• [Task statement]: Rewrite the entries from the line with "Expected: one point per instance of the mottled" through the end of the entries, keeping each request line as it stands, and raise every x and y coordinate in the answers by 51.

• [Records]:
■ ■ ■ ■ ■

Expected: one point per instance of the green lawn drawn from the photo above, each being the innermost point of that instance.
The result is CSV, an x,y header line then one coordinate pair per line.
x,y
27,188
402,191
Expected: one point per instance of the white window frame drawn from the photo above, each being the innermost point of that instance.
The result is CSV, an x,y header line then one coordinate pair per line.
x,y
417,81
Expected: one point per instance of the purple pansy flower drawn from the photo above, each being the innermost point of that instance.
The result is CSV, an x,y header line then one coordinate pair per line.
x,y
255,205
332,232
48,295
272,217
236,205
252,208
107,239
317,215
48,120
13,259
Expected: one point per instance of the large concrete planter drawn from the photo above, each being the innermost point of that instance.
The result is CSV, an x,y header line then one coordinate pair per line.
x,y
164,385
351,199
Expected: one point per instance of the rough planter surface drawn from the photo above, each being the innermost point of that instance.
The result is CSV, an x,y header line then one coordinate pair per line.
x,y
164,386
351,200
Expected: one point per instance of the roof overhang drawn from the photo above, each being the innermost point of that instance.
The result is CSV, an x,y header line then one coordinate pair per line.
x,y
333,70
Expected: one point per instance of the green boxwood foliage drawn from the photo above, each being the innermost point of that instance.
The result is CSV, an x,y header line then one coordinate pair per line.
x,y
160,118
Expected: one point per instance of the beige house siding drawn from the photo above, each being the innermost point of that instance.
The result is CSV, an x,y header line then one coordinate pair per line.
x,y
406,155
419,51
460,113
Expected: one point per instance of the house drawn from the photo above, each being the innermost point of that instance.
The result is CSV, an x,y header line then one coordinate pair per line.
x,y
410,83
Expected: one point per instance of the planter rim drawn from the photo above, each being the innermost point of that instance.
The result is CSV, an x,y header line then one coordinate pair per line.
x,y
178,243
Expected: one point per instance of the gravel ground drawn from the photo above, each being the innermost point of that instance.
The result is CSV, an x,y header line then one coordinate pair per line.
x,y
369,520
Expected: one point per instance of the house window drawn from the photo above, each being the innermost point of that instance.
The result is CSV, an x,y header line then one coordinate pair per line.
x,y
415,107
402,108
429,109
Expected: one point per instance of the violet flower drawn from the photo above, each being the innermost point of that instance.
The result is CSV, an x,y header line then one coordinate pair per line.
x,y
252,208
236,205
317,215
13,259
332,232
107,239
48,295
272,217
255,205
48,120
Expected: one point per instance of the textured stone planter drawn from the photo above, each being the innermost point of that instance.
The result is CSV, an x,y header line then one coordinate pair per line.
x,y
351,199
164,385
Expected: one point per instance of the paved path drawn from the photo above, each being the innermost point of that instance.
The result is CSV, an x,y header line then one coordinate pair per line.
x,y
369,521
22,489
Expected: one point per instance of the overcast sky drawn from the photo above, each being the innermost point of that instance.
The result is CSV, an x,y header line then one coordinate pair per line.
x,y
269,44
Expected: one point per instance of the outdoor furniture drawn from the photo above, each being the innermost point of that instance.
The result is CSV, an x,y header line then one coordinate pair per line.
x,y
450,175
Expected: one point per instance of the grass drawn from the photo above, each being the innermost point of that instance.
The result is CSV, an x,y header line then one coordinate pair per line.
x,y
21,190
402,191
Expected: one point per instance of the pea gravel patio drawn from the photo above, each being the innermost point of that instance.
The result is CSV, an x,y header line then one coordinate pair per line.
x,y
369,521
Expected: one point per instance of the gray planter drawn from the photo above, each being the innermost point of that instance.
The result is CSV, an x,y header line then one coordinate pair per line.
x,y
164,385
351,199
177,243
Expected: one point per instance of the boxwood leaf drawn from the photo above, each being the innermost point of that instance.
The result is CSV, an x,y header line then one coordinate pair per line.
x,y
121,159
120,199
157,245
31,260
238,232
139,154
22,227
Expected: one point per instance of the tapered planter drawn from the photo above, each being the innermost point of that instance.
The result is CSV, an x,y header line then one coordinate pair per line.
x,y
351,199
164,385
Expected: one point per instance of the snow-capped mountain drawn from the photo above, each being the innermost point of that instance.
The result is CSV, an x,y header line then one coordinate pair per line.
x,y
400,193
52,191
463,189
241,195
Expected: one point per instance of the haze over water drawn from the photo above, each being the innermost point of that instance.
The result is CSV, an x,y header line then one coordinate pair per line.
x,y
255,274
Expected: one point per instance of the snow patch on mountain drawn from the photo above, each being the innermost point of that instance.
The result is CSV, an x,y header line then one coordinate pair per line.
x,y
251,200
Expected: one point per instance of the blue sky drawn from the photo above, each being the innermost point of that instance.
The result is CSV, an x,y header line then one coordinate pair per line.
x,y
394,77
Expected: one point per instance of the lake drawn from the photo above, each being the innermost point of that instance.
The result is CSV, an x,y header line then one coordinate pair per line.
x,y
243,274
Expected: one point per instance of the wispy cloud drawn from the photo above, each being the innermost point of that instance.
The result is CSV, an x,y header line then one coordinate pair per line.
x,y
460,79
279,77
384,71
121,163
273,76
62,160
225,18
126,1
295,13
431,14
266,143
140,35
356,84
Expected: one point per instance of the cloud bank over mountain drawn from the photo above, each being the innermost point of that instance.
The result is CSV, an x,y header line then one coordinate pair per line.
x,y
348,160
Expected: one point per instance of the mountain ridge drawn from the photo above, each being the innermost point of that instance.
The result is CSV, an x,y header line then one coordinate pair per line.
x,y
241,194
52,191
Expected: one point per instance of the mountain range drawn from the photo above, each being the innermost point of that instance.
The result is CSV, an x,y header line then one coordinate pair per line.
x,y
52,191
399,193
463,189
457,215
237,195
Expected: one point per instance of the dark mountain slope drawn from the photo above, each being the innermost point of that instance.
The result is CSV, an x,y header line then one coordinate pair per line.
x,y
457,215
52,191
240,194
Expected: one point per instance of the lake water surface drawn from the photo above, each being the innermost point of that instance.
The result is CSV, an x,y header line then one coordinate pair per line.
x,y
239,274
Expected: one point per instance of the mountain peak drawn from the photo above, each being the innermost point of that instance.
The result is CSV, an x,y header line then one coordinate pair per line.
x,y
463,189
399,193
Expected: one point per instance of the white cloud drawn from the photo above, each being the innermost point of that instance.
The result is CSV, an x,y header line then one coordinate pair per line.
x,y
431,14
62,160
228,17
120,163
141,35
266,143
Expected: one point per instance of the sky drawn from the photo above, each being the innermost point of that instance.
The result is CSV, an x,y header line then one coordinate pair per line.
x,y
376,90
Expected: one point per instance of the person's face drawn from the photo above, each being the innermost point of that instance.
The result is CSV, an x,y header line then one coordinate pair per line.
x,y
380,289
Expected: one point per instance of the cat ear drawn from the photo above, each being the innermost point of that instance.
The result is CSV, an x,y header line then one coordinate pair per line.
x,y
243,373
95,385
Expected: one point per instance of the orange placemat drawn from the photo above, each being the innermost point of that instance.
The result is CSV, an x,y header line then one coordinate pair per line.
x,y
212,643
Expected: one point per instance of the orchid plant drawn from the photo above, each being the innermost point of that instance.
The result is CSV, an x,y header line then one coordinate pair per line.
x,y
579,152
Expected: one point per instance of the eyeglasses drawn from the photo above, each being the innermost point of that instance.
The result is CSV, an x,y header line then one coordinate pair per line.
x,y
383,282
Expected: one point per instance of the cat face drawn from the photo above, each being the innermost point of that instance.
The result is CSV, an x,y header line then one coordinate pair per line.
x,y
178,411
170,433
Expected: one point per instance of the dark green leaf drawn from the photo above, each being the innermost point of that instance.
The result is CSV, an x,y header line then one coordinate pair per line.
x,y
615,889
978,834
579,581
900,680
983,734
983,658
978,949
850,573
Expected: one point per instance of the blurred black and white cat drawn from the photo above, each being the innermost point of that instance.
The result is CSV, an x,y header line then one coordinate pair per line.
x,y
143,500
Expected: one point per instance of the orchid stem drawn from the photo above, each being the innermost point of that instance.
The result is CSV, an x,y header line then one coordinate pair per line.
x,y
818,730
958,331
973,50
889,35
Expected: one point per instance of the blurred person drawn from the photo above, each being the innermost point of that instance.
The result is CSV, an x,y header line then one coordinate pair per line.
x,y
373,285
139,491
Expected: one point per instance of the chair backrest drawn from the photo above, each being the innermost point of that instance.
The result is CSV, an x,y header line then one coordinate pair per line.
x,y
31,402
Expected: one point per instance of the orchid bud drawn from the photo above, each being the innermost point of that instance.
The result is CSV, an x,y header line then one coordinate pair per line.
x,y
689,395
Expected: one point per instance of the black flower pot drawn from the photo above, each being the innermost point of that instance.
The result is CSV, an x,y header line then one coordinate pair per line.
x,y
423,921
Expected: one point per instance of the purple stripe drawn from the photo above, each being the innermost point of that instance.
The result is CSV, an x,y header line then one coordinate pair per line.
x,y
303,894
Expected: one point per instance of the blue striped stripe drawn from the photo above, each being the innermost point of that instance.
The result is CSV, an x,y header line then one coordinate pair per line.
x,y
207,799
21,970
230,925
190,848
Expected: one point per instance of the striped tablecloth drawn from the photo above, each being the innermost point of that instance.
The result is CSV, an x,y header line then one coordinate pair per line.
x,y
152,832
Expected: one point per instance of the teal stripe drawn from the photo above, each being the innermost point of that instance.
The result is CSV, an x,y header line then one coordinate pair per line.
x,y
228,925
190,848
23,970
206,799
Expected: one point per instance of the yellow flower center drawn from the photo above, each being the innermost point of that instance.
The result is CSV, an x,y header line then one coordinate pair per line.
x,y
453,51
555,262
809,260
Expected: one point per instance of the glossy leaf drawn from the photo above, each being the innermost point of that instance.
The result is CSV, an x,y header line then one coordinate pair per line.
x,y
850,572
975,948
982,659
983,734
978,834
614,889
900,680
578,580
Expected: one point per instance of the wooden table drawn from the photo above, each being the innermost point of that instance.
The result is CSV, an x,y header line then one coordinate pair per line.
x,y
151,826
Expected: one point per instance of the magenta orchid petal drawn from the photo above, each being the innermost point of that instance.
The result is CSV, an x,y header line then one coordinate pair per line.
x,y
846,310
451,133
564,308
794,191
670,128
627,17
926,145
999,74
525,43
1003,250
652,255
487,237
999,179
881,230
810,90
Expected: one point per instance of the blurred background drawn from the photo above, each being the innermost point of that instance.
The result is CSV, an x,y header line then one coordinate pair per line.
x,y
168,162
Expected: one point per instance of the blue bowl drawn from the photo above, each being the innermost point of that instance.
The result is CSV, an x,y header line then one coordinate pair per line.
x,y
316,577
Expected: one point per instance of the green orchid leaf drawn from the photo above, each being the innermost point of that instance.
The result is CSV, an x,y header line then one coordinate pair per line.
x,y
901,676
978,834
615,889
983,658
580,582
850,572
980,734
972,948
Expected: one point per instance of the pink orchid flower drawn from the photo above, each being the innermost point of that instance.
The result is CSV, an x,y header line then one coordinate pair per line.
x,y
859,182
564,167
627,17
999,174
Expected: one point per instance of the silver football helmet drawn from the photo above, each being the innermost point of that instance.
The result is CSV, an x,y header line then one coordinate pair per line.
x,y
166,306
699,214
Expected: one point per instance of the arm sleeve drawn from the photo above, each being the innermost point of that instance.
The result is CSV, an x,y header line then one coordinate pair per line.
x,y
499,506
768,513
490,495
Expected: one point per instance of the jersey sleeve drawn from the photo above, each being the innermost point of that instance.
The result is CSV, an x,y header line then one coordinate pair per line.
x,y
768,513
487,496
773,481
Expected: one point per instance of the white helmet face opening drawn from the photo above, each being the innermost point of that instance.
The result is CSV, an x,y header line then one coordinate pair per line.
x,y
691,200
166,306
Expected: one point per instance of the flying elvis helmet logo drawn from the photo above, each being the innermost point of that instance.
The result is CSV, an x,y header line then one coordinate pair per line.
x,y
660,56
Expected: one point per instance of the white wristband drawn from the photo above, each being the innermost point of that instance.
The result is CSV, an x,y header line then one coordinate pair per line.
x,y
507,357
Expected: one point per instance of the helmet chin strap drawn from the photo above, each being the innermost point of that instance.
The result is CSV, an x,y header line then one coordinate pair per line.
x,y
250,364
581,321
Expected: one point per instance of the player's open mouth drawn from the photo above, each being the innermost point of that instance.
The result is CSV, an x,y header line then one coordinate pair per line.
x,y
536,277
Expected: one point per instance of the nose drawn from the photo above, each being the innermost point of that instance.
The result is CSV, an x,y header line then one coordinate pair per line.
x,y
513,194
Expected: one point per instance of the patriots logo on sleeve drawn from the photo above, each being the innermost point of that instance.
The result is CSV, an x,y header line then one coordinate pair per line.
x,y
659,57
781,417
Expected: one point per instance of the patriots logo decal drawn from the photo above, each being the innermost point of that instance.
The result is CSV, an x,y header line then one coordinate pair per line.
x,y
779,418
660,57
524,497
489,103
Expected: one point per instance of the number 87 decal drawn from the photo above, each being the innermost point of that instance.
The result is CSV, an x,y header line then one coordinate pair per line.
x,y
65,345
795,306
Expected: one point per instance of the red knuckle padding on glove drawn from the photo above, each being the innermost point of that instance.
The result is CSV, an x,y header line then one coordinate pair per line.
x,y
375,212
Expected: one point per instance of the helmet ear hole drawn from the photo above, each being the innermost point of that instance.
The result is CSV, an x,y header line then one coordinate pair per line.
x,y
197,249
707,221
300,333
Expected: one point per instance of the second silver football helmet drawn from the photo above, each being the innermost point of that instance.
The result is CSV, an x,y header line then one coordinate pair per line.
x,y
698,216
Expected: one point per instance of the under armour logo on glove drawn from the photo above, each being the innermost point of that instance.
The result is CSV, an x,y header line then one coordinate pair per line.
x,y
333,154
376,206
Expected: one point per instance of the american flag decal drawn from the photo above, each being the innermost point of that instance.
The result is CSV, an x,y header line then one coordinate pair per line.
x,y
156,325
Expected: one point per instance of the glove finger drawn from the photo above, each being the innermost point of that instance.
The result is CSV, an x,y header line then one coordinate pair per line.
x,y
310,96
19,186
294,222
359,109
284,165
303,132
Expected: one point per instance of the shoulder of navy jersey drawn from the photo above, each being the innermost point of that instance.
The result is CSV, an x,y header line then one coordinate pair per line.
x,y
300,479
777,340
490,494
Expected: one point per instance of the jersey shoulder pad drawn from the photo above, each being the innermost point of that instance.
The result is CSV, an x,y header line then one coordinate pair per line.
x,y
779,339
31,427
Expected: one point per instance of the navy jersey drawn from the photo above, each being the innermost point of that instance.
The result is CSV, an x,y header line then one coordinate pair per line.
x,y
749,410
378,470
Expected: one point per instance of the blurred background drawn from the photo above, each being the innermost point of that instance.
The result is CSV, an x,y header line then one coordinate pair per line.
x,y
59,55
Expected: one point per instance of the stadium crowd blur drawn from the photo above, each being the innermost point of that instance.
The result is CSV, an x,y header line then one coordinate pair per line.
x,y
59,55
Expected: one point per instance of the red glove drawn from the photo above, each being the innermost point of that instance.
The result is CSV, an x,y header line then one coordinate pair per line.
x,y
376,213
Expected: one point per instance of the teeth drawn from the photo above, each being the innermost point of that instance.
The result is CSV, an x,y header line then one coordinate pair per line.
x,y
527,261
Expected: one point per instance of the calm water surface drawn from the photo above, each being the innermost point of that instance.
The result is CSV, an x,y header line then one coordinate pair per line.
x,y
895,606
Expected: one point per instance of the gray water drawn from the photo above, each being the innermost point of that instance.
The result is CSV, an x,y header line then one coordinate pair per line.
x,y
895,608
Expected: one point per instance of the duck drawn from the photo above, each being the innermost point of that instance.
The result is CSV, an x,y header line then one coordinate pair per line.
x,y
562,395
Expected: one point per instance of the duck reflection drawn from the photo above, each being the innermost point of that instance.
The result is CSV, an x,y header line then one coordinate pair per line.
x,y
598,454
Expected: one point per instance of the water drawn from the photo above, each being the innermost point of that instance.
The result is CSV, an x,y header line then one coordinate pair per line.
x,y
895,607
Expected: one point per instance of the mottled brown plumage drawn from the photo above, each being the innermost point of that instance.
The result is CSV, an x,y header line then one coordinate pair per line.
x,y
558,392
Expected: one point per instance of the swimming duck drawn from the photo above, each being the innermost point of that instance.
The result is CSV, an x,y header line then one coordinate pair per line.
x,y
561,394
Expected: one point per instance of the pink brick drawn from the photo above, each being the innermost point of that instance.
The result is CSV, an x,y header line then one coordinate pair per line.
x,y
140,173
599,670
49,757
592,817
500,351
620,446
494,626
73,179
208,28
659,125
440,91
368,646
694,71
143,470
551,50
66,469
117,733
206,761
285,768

■ ■ ■ ■ ■

• [Result of this exercise]:
Expected: one point per instance of the mottled brown plumage drawn from the photo above, each being the innermost point of that instance.
The result is CSV, an x,y header line then one coordinate pair per line.
x,y
609,443
Expected: one point per instance of the swimming duck drawn from the photo above, each being the innermost point of that instance.
The result is CSV, an x,y header line then one coordinate pair per line.
x,y
612,445
Expected: one point per instance of the pink brick drawn from the photo above, each being the innermost point of that instance.
The result is CSV, an x,y header line then one coordinate pair per line.
x,y
191,224
650,721
100,808
643,868
551,402
671,497
545,677
124,230
259,79
710,176
491,142
419,697
745,122
194,521
602,101
117,520
168,784
257,812
336,819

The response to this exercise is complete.